Input data
[Start of Attachment]
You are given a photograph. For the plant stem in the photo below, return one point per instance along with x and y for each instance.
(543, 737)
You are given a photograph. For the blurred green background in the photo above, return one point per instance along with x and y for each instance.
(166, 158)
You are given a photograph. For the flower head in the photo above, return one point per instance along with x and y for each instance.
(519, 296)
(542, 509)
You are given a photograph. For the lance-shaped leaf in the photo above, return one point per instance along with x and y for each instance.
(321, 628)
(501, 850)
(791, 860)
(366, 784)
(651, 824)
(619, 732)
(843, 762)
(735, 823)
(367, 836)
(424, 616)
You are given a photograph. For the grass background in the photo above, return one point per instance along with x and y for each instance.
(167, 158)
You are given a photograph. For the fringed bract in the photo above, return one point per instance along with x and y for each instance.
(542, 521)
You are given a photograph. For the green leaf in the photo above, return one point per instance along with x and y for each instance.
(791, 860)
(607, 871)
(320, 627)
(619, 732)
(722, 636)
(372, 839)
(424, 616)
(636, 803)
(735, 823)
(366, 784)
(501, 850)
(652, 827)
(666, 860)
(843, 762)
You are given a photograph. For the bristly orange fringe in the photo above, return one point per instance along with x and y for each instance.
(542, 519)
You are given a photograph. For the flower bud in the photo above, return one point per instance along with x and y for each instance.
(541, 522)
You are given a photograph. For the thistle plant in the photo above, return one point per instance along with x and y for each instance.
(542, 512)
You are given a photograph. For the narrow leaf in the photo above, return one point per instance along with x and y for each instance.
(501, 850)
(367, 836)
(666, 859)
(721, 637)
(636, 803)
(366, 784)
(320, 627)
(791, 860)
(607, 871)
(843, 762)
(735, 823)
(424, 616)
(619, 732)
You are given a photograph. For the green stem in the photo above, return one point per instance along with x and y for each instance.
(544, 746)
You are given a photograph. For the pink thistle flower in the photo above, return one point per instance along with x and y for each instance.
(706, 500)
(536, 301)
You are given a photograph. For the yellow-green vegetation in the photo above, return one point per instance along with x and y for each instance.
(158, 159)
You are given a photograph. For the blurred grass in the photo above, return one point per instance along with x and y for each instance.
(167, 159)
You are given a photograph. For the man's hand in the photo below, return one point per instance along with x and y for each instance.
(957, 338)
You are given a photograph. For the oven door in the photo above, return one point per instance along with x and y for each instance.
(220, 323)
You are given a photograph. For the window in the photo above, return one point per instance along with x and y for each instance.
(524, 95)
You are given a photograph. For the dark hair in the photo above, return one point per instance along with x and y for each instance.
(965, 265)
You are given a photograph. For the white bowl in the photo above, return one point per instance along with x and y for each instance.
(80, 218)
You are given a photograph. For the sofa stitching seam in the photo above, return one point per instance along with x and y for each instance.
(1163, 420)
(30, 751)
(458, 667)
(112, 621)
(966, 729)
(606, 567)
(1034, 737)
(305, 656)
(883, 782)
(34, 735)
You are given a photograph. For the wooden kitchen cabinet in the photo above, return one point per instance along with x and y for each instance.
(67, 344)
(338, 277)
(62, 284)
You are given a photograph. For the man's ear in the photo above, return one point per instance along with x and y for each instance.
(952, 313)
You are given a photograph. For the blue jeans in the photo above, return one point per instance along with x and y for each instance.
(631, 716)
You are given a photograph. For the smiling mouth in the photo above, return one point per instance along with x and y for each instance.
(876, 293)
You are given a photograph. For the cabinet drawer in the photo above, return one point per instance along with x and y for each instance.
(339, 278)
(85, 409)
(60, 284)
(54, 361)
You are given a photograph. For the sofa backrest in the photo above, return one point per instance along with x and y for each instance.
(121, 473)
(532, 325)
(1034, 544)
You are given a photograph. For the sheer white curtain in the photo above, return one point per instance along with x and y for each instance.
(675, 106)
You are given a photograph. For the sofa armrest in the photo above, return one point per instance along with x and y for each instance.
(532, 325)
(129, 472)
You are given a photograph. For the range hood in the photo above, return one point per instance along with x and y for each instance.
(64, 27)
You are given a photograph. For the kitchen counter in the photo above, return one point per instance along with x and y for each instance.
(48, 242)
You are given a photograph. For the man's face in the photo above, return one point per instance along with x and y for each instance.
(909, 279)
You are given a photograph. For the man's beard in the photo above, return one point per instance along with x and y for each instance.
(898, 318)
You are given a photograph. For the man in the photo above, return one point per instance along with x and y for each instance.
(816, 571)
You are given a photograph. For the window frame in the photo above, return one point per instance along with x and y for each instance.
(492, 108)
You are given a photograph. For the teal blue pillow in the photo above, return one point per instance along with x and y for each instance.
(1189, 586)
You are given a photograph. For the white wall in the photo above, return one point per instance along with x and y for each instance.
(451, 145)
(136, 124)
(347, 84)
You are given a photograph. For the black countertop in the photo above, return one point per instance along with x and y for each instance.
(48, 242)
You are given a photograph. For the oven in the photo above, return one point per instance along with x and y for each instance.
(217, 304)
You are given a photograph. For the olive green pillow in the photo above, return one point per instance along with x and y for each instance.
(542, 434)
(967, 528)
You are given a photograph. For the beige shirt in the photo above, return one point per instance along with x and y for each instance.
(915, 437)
[End of Attachment]
Directions for this task
Retype each record exactly, leaving nothing out.

Answer to this problem
You are given a photograph. For the plant stem in the photo below, return one point per instance along with x and y for each instance.
(543, 737)
You are given a photograph. For the blurred green background in the photo above, return one point per instance along with x and y for each instance.
(166, 158)
You are given a photograph. For the flower head in the photo above, return one point per instance along with x and y for each instance.
(519, 296)
(542, 509)
You are given a photograph. For the lance-shaped leaf in the photo above, return one point per instance along with x and y for each instance.
(321, 628)
(501, 850)
(791, 860)
(366, 784)
(651, 824)
(619, 732)
(843, 762)
(735, 823)
(367, 836)
(424, 616)
You are given a photograph. For the grass background in the photo above, return one point per instance along with x and y for each instance.
(167, 158)
You are given a photograph. For the fringed bract in the photo above, return one point per instance along with x and y for each instance.
(542, 521)
You are given a photograph. For the green leaf in the photo above, return one point per instance along with x and y for each instance.
(791, 860)
(607, 871)
(320, 627)
(619, 732)
(722, 636)
(372, 839)
(424, 616)
(636, 803)
(735, 823)
(366, 784)
(501, 850)
(652, 827)
(666, 860)
(843, 762)
You are given a photograph. For the bristly orange fringe in the photo above, return one point per instance along with x and y for each instance.
(542, 519)
You are given a photograph. For the flower bud in the photo above, return one point per instance along with x and y for each instance.
(541, 522)
You are given a photograph. For the thistle plant in the photo above, return one point per instance along with x and y for each instance.
(542, 512)
You are given a photograph. For the narrow leaf in the photo above, return one point per instance along with x and y for each instance.
(501, 850)
(367, 836)
(666, 859)
(721, 637)
(636, 803)
(366, 784)
(320, 627)
(791, 860)
(607, 871)
(843, 762)
(735, 823)
(424, 616)
(619, 732)
You are given a photograph. For the green stem in the photo above, return one point per instance along with x and y for each instance.
(544, 746)
You are given a photograph. For the pink thistle flower in the photo above, return one point per instance along with x and y for each instance.
(706, 500)
(536, 301)
You are given a photograph. For the yellow-green vegetation in the photo above, return one point per instance along with x and y for each instance.
(158, 159)
You are given a photograph. For the blurred grass in the photo above, return one point per instance along with x and y for each instance.
(167, 159)
You are given a photograph. For the man's hand in the photo below, return one point per instance along with x and y for each instance.
(957, 338)
You are given a photograph. For the oven door in the photo above, return one point per instance along with x and y for each instance.
(220, 323)
You are given a photograph. For the window in the photo above, return one point per instance along with x and y for each instance.
(524, 95)
You are given a photograph. For the dark hair in the photo above, return one point per instance along with x and y for each instance.
(965, 265)
You are given a photograph. For the white bowl in the photo above, return one point per instance along with x and y for each instance.
(80, 218)
You are given a photograph. For the sofa stitching seam in the photo above, return one point per instance along with x and y for each instance.
(1163, 420)
(30, 751)
(458, 667)
(112, 621)
(966, 729)
(606, 567)
(1034, 737)
(305, 656)
(883, 782)
(34, 735)
You are given a photograph. For the wooden kitchen cabinet in the photo above, return one point per instance along with x and y for each instance.
(67, 344)
(338, 277)
(62, 284)
You are given a photograph. For the man's ear in the photo above, return one point per instance along with x and y for each instance.
(952, 313)
You are given a photograph. For the blue jeans in the photo above, return one point per instance along with x and y for each instance.
(631, 716)
You are given a photograph. For the smiling mouth in the photo above, return one point per instance along with x and y for each instance.
(876, 293)
You are given a photograph. For the cabinet drawer in the photo above, return one point per instance along with x and y for each instance.
(339, 278)
(85, 409)
(60, 284)
(54, 361)
You are given a photograph. For the sofa backrest in the photo above, return one point per instance along with x and y for each instance.
(121, 473)
(532, 325)
(1034, 544)
You are given a photograph. For the sheer white curtain in the photo above, return one point per instance along with x and y for each instance.
(675, 106)
You are given a photograph. For the sofa armrest in the photo above, return one point per instance along with x and y for each instance.
(532, 325)
(129, 472)
You are given a photograph. For the range hood in the photo above, return one point per instance along with x and y for each instance.
(64, 27)
You are given a photograph. For the kitchen counter in the photo above, return one point per instance along with x and y for each instance.
(48, 242)
You are given a photograph. For the man's face in the photo above, return one point per instance along with x and y for each instance.
(909, 279)
You are given a photograph. For the man's beard in the photo above, return one point per instance along with x and y for each instance.
(898, 318)
You are given a photograph. For the man in the photo above, return one point per instance along with x and y for each instance.
(816, 571)
You are given a photograph. For the window frame in the photo above, return one point per instance along with x and y for each instance.
(492, 108)
You are given a photograph. For the teal blue pillow in the photo above, return one point per instance along with x and y for each instance.
(1189, 586)
You are given a photograph. For the white wall in the photo above, return one point per instance along with x and y for each instance.
(451, 145)
(136, 124)
(347, 84)
You are given a photograph. For the black countertop in the photo above, return one point per instance along with x and y for each instance.
(48, 242)
You are given a photograph. For the oven in the photo above, return one point per instance along with x and y for each instance.
(217, 304)
You are given a photograph. For the olive green pillow in the photo above, return one point per instance along with x and y for each instance.
(542, 434)
(967, 528)
You are given a photograph. For the beige shirt in the photo above, return one point per instance along with x and y for each instance.
(915, 437)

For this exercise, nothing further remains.